EXERCISE TASKS:
(a) According to the article on notebooking below, which organ of the brain is activated when a person is engaged in creativity?
(b) Please extend the article on notebooking below, picking up after its final sentence.

TEXT UNDER STUDY:
________________

My Homeschool Notebooking Journey: Part 2
Ever wonder exactly why notebooking is superior to worksheets and quizzes? It's because of the little horseshoe-shaped organ in the brain—the amygdala. This important learning center of the brain is activated when a person is engaged in creativity, especially when it involves the use of his memory. Creativity and memory are closely linked and, when stimulated, grow new neural pathways connecting many other regions of the brain.
In short, notebooking literally grows brain cells. This is why notebooking increases and almost guarantees retention.
NOTEBOOKING'S EFFECT ON THE BRAIN
All learning produces temporary chemical changes in the brain. When taking in new information, chemicals flow through the existing neurons.
But in order to grow the new neurons and neural pathways required to retain knowledge, the child must do something physical. As Charlotte Mason tells us, a child must produce something for knowledge to be assembled.
And there is no better way than through notebooking—from the earliest years all the way through high school.
No matter how rudimentary a notebook drawing is, neural pathways are developing. Even if it’s just stick figures, the act of physically creating something from his learning is how a child’s genuine education occurs.
When a child notebooks, he gains ownership of the ideas and knowledge he encounters, and these ideas are like a spiritual organism. Once the child has put pen to paper and exhibited his knowledge gained, the ideas become the life force for more ideas to germinate and bear fruit.
In essence, notebooking is the means for giving your children the best kind of education.
An education that increases retention and becomes a garden wherein novel ideas may sprout up and blossom.

________________

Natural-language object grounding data
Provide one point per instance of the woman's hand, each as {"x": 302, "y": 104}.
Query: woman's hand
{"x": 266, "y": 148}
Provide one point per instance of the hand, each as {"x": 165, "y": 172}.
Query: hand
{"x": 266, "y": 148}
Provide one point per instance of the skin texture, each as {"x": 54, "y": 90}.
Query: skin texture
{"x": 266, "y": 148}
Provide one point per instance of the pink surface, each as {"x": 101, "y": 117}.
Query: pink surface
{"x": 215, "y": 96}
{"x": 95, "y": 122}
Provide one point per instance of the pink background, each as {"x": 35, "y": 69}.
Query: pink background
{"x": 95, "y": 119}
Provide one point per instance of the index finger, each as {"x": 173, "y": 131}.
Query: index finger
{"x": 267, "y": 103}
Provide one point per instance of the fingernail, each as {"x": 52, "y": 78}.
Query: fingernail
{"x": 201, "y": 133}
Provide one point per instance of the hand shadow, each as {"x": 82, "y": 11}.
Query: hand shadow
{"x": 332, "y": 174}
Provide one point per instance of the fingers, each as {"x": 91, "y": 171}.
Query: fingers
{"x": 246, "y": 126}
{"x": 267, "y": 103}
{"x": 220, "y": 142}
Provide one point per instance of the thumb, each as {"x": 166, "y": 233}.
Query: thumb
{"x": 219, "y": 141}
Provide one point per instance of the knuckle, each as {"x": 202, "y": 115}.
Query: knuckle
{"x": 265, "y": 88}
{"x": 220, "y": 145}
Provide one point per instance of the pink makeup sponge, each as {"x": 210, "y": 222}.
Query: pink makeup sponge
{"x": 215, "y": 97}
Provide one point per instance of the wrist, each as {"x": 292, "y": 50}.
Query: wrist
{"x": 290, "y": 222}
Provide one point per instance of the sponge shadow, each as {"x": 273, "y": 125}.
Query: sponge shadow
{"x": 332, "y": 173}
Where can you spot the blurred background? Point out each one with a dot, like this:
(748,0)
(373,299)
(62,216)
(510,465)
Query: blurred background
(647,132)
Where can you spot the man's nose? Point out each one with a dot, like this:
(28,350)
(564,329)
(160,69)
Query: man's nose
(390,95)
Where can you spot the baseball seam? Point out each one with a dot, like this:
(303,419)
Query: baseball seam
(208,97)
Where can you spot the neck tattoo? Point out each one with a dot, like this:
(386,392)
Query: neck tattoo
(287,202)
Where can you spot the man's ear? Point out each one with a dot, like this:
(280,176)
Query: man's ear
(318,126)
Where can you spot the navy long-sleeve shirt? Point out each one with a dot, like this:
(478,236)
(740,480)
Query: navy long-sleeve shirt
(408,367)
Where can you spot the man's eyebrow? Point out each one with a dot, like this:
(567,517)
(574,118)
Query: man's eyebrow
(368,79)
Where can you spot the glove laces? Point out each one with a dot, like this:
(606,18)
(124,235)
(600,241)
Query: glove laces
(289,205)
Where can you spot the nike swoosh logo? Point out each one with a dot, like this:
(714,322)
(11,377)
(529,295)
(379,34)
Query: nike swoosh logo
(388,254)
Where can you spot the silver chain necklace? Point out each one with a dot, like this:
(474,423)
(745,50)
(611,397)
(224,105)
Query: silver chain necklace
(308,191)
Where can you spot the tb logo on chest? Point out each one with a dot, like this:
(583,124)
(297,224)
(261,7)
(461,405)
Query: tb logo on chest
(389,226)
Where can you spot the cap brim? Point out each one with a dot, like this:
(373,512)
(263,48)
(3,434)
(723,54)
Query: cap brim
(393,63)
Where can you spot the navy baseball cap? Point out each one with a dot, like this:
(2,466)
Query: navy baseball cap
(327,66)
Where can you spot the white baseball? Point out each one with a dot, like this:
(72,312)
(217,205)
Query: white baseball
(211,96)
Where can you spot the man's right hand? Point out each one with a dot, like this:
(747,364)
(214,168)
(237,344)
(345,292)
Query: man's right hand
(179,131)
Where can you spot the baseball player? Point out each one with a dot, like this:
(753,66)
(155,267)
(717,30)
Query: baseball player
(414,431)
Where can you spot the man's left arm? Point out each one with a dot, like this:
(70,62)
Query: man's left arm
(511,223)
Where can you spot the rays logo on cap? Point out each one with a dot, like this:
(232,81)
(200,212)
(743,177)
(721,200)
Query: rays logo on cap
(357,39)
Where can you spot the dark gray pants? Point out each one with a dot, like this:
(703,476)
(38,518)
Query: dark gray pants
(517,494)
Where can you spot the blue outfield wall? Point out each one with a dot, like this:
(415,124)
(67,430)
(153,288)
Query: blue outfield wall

________________

OUTPUTS FOR THE TASKS:
(a) The amygdala, a little horseshoe-shaped organ in the brain.

(b)
Through the continual use of this methodology, your child is developing one of the most important and vital habits needed for success.
The habit of attention.
NOTEBOOKING'S EFFECT ON ATTENTION
Charlotte Mason tells us attention is simply, “…the act by which the whole mental force is applied to the subject in hand.” “The act of bringing the whole mind to bear.”
When a child is creating his written or visual narration, he’s focused. He’s attending to the material and his unique, creative reproduction of it. He’s thinking about it more deeply, even more deeply than when he’s engaged in discussion using oral narration. The child is visualizing and imagining the content. And this mental picture becomes permanent.
“Of course, that which they visualize, or imagine clearly, they know; it is a life possession.” Charlotte Mason
This has been confirmed over and over to me throughout my homeschooling experience.
Even recently I discovered anew how deeply ingrained the knowledge becomes when a child creates something from which he learned.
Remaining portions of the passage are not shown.